--- START OF PAGE ---
I am confused a bit, to which my comment your comment above belongs (to 
the diff for page_set_xenheap_gfn() above or to sentence right after it)?
The "It is going to be a non-protected write to GFN portion of 
type_info." sentence is related to the diff for alloc_heap_pages() 
below. Sorry if I didn't separate the comments properly.


>
>
> If I am mistaken, there are two other places where type_info is 
> modified. One is...
>
>
>> But, at that time the page is not used yet, so I think this is harmless.
>>
>> diff --git a/xen/common/page_alloc.c b/xen/common/page_alloc.c
>> index 50334a0..97cf0d8 100644
>> --- a/xen/common/page_alloc.c
>> +++ b/xen/common/page_alloc.c
>> @@ -1024,7 +1024,7 @@ static struct page_info *alloc_heap_pages(
>>                                     &tlbflush_timestamp);
>>
>>             /* Initialise fields which have other uses for free 
>> pages. */
>> -        pg[i].u.inuse.type_info = 0;
>> +        pg[i].u.inuse.type_info = PGT_TYPE_INFO_INITIALIZER;
>>             page_set_owner(&pg[i], NULL);
>>
>>         }
>
> ... this one. I agree the page is not accessible at this time. So 
> page_set_xenheap_gfn() should not be used.
--- END OF PAGE ---
--- START OF INFORMATION GIVEN ---
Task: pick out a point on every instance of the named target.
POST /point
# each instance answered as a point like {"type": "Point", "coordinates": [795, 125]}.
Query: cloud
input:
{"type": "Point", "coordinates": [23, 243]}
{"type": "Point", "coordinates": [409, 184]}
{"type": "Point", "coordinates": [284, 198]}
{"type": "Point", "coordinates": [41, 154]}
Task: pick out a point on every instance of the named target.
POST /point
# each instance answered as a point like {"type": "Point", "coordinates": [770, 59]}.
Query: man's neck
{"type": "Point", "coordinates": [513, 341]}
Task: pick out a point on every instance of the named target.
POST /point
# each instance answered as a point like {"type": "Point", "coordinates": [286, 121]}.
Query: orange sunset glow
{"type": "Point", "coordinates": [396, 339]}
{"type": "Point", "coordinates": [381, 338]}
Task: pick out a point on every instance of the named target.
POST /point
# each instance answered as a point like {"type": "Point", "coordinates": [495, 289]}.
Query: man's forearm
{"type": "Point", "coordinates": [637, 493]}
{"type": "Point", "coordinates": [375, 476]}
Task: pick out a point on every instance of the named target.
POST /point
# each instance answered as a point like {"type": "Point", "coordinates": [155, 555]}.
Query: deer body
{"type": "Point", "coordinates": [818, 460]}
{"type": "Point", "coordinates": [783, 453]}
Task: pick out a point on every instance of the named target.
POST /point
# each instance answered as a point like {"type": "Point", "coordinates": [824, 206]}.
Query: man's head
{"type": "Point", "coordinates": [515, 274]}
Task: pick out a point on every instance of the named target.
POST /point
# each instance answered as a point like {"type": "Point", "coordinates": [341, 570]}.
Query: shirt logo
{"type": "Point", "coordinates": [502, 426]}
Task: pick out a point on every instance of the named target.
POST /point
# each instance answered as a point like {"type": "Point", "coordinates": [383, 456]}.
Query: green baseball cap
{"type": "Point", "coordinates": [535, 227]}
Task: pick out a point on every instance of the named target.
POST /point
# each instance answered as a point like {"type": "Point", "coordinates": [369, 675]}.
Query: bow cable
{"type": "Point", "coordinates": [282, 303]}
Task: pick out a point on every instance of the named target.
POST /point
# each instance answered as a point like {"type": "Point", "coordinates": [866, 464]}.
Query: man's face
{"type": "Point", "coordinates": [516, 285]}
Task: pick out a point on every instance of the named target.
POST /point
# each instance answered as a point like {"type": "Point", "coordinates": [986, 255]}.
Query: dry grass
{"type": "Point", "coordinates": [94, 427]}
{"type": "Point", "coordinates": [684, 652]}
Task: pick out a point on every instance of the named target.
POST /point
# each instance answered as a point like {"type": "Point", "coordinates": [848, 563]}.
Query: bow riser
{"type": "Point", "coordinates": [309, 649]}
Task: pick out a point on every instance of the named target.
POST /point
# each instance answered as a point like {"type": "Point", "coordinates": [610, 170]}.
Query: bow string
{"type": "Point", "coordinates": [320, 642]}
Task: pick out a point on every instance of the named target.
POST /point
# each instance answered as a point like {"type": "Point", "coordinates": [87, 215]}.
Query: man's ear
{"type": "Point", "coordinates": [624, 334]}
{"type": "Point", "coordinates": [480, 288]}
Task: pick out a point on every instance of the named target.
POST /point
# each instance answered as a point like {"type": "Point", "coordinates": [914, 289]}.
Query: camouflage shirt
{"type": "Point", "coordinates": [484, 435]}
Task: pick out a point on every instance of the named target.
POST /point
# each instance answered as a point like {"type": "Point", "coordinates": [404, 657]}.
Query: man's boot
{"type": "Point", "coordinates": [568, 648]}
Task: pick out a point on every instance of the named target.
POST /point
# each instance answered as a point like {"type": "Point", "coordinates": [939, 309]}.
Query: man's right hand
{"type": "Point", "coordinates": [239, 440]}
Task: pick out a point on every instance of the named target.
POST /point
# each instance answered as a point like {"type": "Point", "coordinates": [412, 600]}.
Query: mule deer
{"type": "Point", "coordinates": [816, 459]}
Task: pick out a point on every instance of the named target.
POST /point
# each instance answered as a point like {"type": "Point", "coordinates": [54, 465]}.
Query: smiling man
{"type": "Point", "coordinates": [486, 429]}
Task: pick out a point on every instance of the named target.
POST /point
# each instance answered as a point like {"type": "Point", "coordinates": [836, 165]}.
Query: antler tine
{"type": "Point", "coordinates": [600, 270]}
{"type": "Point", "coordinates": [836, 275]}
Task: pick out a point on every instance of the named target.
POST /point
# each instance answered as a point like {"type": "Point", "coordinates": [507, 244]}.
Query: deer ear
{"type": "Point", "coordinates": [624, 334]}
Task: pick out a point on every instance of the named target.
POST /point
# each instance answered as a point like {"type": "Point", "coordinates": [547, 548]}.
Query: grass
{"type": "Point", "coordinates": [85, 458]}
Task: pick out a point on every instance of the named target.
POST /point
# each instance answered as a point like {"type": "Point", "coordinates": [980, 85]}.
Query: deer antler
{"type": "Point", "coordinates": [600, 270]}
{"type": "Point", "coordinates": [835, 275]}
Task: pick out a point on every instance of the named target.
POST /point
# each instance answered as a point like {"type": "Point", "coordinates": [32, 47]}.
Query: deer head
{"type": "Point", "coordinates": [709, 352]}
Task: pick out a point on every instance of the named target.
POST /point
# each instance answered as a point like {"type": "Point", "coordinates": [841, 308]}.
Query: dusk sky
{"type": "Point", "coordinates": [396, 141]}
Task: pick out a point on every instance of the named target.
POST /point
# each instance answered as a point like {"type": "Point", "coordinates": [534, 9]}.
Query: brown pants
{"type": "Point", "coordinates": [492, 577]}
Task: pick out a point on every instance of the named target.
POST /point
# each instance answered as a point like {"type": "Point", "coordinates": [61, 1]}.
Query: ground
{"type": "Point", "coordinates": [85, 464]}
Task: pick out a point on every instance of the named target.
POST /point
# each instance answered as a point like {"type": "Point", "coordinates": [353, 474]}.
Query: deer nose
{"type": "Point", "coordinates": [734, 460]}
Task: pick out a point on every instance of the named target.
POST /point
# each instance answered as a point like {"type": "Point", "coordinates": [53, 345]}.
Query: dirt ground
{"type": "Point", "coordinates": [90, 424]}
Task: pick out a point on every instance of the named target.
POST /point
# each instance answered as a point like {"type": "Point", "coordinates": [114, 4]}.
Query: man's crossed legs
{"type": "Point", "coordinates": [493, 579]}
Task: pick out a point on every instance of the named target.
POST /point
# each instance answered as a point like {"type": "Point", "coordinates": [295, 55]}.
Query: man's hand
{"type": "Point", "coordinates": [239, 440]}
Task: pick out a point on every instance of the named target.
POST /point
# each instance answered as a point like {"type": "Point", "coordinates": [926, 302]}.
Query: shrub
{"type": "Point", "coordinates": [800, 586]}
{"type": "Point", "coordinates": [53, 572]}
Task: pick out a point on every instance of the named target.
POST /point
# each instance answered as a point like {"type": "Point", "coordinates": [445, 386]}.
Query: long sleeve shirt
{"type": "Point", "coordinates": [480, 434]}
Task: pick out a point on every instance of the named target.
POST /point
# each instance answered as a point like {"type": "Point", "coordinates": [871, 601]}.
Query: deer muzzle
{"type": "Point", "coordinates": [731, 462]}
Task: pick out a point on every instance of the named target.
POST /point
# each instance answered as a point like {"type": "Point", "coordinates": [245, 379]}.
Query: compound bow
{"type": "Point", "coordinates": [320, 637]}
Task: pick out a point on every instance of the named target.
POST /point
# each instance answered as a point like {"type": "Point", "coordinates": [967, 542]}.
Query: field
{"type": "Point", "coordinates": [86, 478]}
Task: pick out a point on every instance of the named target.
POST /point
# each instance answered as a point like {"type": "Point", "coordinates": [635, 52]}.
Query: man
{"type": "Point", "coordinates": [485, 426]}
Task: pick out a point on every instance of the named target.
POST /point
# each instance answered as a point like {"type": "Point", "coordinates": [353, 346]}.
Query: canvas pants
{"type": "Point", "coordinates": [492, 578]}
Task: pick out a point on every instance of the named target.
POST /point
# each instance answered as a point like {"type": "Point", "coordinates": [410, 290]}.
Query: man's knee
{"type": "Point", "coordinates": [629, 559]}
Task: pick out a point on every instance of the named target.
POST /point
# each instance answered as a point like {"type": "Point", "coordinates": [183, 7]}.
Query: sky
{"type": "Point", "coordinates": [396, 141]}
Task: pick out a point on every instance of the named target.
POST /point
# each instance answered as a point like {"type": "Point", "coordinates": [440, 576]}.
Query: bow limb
--- END OF INFORMATION GIVEN ---
--- START OF INFORMATION GIVEN ---
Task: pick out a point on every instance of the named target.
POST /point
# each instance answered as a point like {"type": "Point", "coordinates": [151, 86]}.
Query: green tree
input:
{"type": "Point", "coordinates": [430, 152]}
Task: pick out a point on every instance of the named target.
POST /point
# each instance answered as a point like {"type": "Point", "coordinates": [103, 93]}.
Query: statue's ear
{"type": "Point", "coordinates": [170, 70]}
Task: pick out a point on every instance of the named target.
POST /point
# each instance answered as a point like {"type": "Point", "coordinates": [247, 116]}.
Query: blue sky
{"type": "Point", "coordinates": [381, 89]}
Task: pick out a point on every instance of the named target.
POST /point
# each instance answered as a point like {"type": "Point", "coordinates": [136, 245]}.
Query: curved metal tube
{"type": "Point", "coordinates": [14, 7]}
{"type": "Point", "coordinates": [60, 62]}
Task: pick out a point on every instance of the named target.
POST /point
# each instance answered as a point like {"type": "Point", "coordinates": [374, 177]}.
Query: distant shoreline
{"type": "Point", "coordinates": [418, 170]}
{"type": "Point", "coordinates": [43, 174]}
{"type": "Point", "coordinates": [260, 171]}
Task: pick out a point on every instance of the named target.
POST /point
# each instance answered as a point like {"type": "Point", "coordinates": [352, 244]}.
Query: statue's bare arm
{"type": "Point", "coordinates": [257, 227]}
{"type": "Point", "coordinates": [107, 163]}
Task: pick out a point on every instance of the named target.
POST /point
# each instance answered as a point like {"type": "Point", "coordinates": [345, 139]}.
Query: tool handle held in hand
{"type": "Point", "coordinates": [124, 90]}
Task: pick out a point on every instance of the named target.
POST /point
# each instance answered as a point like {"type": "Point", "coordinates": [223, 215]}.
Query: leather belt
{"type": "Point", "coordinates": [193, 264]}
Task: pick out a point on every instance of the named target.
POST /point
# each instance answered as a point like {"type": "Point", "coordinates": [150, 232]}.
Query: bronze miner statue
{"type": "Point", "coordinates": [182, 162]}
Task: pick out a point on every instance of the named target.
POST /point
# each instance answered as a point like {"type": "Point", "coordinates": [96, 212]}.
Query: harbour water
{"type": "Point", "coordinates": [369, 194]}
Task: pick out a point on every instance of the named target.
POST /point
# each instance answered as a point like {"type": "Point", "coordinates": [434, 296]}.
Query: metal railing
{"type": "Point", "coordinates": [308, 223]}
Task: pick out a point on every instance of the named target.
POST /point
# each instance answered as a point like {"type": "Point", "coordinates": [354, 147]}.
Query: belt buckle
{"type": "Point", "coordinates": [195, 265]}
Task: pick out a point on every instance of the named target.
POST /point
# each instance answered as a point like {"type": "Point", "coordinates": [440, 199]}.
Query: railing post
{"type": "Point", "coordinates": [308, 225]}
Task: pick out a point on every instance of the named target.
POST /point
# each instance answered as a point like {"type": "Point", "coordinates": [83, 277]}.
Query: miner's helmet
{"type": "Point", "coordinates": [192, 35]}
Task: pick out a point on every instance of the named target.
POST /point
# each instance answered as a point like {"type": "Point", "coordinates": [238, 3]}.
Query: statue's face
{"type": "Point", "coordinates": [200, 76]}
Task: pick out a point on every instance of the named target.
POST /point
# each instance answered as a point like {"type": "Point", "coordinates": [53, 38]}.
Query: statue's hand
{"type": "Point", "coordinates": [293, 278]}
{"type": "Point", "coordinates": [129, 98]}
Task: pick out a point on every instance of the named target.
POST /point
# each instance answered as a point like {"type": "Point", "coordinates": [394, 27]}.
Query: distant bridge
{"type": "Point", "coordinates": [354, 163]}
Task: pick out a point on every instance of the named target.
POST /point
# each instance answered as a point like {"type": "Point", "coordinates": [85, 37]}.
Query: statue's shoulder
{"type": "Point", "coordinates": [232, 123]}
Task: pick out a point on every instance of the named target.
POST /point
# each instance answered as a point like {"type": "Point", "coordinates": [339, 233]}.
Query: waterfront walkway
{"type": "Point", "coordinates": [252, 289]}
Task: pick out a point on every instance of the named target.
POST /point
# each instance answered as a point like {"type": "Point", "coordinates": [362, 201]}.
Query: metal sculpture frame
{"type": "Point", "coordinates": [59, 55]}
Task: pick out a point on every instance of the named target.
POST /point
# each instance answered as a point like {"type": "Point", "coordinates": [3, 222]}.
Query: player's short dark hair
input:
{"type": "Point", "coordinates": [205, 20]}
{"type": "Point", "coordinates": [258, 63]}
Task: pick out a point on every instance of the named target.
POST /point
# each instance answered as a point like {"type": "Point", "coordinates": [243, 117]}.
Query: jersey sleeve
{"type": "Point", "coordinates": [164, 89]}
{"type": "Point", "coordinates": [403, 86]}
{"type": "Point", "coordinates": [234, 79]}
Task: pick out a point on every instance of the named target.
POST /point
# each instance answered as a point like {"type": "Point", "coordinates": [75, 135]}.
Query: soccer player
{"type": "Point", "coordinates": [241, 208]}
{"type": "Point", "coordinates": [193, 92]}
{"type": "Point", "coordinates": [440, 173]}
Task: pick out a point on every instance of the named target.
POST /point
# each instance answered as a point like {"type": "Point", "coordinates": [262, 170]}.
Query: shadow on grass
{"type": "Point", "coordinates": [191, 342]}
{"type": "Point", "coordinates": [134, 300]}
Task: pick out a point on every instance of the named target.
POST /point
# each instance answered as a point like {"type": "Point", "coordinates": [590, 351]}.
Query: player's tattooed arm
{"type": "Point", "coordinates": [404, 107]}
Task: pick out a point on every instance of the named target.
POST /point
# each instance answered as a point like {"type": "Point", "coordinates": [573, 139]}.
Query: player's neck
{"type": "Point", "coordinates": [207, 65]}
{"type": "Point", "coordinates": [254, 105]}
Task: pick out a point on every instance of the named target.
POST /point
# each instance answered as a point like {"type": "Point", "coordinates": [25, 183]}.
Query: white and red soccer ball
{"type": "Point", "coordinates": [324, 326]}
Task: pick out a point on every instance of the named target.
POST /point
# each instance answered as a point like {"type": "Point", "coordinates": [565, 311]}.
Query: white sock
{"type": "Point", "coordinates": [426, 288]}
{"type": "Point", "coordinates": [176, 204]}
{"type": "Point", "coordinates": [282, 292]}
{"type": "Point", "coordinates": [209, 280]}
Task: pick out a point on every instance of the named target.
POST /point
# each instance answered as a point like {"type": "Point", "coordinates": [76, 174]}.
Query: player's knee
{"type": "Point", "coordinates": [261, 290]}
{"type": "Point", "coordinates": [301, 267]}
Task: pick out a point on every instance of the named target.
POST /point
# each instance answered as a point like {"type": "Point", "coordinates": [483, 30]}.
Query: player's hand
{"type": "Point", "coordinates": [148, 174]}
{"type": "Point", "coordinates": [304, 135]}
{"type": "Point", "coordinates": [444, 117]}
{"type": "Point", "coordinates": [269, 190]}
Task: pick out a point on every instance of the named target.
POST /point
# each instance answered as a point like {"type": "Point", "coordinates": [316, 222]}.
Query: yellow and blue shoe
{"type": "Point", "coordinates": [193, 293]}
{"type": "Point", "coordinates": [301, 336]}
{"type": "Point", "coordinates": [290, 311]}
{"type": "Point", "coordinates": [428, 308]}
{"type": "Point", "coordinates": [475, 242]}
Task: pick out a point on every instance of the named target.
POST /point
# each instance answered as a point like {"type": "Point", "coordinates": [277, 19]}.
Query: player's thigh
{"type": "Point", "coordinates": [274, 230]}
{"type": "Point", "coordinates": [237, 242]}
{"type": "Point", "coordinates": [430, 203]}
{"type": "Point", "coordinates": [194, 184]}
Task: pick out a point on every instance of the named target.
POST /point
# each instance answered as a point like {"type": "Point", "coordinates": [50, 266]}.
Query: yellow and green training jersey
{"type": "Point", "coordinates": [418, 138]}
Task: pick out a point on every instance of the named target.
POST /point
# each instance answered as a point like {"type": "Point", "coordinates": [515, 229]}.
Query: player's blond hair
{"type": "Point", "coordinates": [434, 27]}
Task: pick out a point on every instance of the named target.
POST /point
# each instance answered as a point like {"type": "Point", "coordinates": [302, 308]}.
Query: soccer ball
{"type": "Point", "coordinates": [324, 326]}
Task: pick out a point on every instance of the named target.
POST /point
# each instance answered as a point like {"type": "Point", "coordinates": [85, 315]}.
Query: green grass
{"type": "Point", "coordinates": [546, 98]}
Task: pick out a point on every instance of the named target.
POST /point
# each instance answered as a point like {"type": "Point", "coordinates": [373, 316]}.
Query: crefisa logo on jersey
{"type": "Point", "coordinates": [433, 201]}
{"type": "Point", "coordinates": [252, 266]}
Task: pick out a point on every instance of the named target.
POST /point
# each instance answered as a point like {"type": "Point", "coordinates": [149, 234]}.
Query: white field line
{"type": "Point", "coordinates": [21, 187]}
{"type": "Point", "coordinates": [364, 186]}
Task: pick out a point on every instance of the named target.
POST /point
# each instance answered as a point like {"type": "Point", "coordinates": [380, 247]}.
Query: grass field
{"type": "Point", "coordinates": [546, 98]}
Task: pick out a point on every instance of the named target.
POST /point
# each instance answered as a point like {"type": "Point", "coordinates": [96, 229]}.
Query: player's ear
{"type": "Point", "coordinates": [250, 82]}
--- END OF INFORMATION GIVEN ---
REQUIRED TASKS
• A. How many lines of the entries contain the string "shirt"? Reply with the number alone.
• B. Continue the type_info patch discussion from its last line.

THE RESPONSES
• A. 3

• B.
yes


>
>
> The other one is in share_xen_page_with_guest() which I think is still 
> fine because the caller page_set_xenheap_gfn() would need to acquire a 
> reference on the page. This is only possible after the count_info is 
> updated in share_xen_page_with_guest() *and* there a barrier between 
> the type_info and count_info.
>
> I think this behavior should be documented on top of type_info (along 
> with the locking). This would be helpful if type_info gain more use in 
> the future.


agree, will do.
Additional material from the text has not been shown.